:: YOUR INSTRUCTIONS ::
Pick up the piece below on balanced supercomputing and high bytes per flop right after its last sentence, and keep writing it.

:: SELECTION ::

- - -

Pure Vectors/Massive SIMD’s providing High Bytes/Flops for efficient and balanced supercomputing for all applications

February 10, 2020

Supercomputing today has turned its vision into more reliable directions such as: 1. Power efficiency or eco-friendly 2. Affordable computing for all 3. Heterogeneous system architecture 4. Free or open-source software 5. Balanced systems or in other words achieving low TCO. In a single sentence “to achieve High Bytes/Flops” in addition to just flops only.

Achieving a balanced system has been the initial goal for the best designers of supercomputers from the past (“Anyone can build a fast CPU. The trick is to build a fast system.”: Seymour Cray). This is in contrast to the much recent past of just achieving fast TFLOPs and not being shy of becoming a power hungry system.

Various presentations from weather, oil and gas, DoD and DoE at conferences and workshops have revealed that for earth system prediction requires balanced computing or high bytes per flops. However, vendors have been focusing on the petaFLOPs while neglecting the other important parameters.

- - -

:: EXTRACTED DATA ::
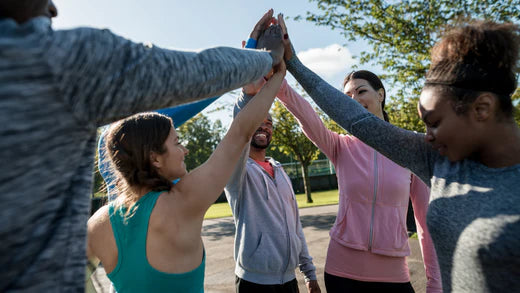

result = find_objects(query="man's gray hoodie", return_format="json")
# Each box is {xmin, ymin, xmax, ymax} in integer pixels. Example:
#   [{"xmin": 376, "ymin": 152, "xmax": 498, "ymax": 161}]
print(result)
[{"xmin": 225, "ymin": 93, "xmax": 316, "ymax": 284}]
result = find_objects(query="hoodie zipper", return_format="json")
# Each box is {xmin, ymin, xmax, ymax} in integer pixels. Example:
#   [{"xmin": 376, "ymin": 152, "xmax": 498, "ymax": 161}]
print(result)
[{"xmin": 368, "ymin": 150, "xmax": 378, "ymax": 251}]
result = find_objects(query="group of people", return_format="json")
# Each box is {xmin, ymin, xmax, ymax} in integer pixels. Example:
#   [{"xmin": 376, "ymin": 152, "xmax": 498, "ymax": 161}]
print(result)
[{"xmin": 0, "ymin": 0, "xmax": 520, "ymax": 293}]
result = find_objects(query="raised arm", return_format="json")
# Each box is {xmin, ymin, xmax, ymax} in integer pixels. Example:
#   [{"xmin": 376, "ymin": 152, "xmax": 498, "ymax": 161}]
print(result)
[
  {"xmin": 277, "ymin": 81, "xmax": 340, "ymax": 163},
  {"xmin": 278, "ymin": 17, "xmax": 438, "ymax": 184},
  {"xmin": 49, "ymin": 29, "xmax": 278, "ymax": 126},
  {"xmin": 174, "ymin": 63, "xmax": 285, "ymax": 216},
  {"xmin": 410, "ymin": 175, "xmax": 442, "ymax": 293}
]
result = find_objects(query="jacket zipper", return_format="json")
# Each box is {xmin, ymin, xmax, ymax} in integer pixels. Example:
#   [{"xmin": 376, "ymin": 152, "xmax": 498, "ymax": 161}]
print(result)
[{"xmin": 368, "ymin": 150, "xmax": 378, "ymax": 251}]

- - -

:: RESULT FOR THIS TASK ::
The reason for the new reliable direction is both for business and our environment is because current humans is a generation of scientists from an early age. Huge amounts of information or data through open source on internet is available for all to experiment, invent something new and betterment of the human race and our planet. For performing these experiments, supercomputers today in the modern form are available from clouds or data centers to accelerators cards in the desktops or laptops for all. However, it is the responsibility of the system designers to provide it at a cost, power, form factor and speed with accuracy, which does not affect the very reason it is used: to prevent or global warming.

For example, in a typical modern day, as we pull out our mobile phones every morning to check the weather today or price of oil, market trends etc., the huge demand from these compute intensive and data intensive applications to deliver fast and accurate results is the basic expectation of the user. In another news section, we also get to read the effect of use of fossil fuels for generating power, running supercomputers and moving cars or emissions is degrading the climate health of our planet or “Weather supercomputer used to predict climate change is one of Britain’s worst polluters”[1].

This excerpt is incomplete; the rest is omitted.